# WORK TO BE COMPLETED:
Copy out every line of the records below. Multiply each coordinate in the answers by 2.4 and round to a whole number, with halves rounded up. Leave all other lines as they are.

# STORED RECORDS:
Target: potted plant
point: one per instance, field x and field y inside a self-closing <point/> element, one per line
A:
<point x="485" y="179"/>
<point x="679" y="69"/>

# OUTPUT OF THE TASK:
Target: potted plant
point: one per instance, field x and field y inside a self-closing <point/> element, one per line
A:
<point x="1164" y="430"/>
<point x="1630" y="166"/>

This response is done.